Task description →
Retype the lines below word for word, starting at the line that contains "Expected output, for every instance of the white foam, the" and stopping after the line that contains "(1041, 360)".

>> Start

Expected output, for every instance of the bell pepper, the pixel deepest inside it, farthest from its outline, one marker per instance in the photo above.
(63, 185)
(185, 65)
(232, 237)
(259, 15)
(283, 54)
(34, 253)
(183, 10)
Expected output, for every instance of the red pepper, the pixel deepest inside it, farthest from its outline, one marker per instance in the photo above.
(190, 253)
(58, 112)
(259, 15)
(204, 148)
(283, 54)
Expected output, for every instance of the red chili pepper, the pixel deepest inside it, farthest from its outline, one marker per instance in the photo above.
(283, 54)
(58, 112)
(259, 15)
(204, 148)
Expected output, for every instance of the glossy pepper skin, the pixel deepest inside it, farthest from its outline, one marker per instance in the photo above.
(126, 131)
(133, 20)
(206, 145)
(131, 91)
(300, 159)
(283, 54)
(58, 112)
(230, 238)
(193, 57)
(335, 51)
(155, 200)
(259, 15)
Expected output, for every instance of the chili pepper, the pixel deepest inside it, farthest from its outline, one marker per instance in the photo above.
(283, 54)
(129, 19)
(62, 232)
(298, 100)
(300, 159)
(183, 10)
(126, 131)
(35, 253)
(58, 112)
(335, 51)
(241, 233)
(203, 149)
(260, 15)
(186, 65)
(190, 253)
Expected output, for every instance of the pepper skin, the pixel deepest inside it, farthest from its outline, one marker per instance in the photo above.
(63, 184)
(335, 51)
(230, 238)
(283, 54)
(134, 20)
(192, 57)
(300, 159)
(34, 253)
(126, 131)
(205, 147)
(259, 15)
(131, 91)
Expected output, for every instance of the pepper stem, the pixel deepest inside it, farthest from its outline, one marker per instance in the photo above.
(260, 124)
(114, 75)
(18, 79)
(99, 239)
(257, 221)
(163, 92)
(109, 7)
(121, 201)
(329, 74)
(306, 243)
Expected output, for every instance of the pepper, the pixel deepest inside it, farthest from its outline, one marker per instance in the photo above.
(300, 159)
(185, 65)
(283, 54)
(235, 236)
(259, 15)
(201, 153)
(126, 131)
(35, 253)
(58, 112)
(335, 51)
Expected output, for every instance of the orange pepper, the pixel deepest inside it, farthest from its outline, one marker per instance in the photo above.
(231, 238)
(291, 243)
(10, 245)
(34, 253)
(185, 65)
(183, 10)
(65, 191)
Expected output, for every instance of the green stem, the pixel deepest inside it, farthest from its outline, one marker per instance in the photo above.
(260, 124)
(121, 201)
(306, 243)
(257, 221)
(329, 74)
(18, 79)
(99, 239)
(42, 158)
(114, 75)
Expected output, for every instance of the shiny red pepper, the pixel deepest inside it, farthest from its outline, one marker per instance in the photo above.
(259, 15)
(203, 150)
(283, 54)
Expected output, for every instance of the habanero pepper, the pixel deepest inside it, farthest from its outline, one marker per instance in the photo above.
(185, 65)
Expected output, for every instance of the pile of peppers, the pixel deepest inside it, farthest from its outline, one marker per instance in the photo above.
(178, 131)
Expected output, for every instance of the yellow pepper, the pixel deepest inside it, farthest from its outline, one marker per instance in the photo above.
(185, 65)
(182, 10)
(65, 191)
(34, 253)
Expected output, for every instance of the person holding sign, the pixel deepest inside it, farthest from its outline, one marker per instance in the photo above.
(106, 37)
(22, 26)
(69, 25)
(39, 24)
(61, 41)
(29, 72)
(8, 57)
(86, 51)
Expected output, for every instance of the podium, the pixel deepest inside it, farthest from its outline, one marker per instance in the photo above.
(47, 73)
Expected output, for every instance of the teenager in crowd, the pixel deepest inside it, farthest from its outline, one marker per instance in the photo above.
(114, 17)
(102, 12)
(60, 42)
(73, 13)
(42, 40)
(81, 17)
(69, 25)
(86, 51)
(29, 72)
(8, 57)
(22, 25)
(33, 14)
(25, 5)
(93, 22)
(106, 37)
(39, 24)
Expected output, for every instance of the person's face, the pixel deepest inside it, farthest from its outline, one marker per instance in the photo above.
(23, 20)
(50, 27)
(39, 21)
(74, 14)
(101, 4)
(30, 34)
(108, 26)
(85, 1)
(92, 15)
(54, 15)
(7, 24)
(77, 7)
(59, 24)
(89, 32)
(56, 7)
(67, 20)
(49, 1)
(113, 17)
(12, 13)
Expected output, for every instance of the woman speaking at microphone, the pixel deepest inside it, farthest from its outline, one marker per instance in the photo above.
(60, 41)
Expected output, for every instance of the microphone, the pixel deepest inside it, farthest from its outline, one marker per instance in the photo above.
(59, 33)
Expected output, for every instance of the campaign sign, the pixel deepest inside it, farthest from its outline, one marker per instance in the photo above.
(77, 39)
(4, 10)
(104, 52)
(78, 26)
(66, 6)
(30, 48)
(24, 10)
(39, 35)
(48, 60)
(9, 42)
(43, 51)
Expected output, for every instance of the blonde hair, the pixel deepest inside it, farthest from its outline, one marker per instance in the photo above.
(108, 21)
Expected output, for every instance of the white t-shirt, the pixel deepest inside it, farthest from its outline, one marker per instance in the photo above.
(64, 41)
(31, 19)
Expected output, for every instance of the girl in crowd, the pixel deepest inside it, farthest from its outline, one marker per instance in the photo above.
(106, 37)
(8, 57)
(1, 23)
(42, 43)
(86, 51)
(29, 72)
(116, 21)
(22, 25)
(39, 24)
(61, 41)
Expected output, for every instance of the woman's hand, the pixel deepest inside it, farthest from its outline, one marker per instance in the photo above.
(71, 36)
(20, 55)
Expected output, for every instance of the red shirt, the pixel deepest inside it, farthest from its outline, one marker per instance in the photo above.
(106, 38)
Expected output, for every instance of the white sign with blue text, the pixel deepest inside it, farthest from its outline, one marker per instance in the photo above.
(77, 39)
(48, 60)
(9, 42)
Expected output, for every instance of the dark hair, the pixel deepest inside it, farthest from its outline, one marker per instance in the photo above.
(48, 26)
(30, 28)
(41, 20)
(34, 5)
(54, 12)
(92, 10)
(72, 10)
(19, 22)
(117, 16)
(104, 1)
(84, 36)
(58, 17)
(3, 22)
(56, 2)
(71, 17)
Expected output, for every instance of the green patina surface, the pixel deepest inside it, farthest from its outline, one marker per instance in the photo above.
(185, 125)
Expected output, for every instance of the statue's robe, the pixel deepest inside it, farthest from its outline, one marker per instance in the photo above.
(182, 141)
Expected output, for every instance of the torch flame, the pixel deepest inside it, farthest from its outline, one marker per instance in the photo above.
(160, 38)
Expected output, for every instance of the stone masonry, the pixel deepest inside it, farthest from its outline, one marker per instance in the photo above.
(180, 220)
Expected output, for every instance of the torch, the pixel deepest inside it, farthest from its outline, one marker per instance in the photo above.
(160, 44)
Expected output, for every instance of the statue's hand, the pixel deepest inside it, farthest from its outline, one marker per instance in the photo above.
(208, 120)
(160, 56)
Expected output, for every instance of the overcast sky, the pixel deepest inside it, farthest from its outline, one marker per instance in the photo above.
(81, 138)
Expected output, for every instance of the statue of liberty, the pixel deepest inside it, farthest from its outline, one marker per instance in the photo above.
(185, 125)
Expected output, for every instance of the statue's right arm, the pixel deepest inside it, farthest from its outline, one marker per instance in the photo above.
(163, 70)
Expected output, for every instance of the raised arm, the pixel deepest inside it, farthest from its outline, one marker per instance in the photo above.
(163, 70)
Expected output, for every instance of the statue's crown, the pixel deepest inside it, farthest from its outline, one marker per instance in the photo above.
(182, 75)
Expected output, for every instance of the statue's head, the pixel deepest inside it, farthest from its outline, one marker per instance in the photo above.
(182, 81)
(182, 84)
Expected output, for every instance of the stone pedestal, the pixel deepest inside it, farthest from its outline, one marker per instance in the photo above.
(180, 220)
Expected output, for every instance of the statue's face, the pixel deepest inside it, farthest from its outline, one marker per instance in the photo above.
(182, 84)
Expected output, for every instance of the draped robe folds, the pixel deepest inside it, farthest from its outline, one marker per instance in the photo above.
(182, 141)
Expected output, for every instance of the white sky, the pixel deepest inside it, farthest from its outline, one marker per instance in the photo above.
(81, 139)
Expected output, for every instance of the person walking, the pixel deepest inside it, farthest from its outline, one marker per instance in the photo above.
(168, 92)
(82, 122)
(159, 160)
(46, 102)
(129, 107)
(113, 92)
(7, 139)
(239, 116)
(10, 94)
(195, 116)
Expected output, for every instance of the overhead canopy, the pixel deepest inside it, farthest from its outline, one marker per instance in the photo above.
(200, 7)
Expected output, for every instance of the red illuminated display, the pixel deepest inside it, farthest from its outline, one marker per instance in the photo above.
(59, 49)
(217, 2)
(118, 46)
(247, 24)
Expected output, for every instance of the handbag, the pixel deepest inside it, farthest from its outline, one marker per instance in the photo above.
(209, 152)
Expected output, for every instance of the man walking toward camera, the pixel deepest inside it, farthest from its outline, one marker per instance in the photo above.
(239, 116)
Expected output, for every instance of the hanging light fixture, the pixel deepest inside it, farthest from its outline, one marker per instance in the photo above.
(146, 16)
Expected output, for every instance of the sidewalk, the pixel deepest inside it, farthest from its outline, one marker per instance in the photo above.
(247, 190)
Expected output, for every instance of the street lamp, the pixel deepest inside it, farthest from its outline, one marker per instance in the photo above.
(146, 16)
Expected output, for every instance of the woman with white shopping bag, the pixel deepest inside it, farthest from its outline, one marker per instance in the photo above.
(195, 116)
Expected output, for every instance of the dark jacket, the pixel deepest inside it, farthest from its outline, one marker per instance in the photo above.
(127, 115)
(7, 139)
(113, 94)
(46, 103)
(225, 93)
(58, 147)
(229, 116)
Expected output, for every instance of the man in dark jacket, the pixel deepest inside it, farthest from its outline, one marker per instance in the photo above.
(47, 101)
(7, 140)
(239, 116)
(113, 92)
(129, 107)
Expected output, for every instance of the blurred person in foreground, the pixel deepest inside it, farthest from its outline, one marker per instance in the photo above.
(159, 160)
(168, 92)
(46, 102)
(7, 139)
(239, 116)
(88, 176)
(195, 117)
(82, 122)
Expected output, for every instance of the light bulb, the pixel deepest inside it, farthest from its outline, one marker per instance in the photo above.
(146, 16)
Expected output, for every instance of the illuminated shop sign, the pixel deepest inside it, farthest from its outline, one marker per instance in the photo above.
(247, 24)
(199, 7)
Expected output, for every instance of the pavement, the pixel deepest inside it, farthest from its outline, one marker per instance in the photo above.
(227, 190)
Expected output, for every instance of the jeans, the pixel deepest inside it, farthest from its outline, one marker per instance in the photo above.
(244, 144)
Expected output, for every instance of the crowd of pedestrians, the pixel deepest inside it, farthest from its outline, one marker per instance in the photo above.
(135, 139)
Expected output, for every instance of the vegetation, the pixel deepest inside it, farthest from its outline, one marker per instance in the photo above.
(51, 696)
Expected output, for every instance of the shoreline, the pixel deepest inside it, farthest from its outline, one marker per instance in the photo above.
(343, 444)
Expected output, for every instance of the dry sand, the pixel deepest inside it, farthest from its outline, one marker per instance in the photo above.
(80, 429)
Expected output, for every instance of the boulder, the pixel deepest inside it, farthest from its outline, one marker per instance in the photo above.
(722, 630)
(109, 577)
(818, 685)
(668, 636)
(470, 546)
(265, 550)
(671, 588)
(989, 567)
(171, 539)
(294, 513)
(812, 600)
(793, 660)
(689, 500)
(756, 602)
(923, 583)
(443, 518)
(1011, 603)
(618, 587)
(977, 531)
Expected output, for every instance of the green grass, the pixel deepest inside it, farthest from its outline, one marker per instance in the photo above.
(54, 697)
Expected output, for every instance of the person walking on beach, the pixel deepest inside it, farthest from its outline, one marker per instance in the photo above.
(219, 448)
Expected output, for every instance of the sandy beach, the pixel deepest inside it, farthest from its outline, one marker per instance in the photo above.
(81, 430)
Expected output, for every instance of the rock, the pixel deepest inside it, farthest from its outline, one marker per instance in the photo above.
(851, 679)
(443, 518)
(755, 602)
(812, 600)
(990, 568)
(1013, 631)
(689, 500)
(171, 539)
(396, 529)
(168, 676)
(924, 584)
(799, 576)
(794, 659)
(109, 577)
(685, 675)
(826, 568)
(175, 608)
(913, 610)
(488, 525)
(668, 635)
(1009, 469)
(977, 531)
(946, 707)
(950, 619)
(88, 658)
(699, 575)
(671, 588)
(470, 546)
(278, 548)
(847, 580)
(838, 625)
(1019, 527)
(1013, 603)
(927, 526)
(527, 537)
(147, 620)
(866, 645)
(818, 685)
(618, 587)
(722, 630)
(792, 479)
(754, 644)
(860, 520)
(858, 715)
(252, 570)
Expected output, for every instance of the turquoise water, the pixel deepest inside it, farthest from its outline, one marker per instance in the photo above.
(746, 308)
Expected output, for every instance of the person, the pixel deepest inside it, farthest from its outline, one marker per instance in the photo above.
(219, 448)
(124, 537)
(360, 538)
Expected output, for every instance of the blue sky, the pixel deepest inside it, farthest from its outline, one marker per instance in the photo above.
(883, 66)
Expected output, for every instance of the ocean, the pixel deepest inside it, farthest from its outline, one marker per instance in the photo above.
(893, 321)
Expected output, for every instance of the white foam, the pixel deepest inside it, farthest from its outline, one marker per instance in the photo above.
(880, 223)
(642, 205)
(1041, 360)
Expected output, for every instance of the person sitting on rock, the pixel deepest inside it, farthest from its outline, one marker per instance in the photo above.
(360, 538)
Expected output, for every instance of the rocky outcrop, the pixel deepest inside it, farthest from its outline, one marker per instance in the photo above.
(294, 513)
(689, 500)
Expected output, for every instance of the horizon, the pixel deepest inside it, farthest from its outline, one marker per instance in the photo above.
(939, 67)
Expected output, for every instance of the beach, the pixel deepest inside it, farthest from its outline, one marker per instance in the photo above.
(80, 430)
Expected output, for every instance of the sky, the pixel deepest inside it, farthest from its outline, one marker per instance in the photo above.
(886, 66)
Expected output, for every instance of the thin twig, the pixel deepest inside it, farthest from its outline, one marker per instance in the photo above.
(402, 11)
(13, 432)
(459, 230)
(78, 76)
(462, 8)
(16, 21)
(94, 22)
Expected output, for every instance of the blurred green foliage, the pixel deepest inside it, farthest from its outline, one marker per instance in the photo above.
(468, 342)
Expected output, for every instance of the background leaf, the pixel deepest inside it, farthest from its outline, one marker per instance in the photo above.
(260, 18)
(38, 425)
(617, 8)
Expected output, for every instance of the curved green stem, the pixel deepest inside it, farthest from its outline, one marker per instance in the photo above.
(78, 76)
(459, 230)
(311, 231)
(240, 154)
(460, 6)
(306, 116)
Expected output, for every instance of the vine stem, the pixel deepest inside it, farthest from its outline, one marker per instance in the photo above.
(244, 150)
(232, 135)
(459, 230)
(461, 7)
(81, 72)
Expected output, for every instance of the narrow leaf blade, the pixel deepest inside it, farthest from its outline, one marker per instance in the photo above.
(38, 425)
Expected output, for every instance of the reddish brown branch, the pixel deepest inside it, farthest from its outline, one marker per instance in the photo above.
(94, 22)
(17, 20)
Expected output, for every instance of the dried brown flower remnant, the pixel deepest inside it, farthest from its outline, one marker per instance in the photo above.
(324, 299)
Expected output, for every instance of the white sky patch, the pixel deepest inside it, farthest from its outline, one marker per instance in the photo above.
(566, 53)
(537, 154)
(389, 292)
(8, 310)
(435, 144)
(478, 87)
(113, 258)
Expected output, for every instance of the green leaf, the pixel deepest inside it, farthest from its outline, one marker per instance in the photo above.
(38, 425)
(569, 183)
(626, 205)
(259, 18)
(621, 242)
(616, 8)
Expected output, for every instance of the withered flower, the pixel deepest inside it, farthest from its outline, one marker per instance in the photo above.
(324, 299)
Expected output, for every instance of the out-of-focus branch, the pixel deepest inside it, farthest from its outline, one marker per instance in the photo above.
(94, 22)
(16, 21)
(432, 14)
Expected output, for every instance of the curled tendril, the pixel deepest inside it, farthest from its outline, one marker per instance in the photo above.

>> End

The reply →
Expected output, for every instance of the white foam, the pixel deepest inside it, farthest from its outline, one marker per instance in the photo above.
(880, 223)
(642, 205)
(1041, 360)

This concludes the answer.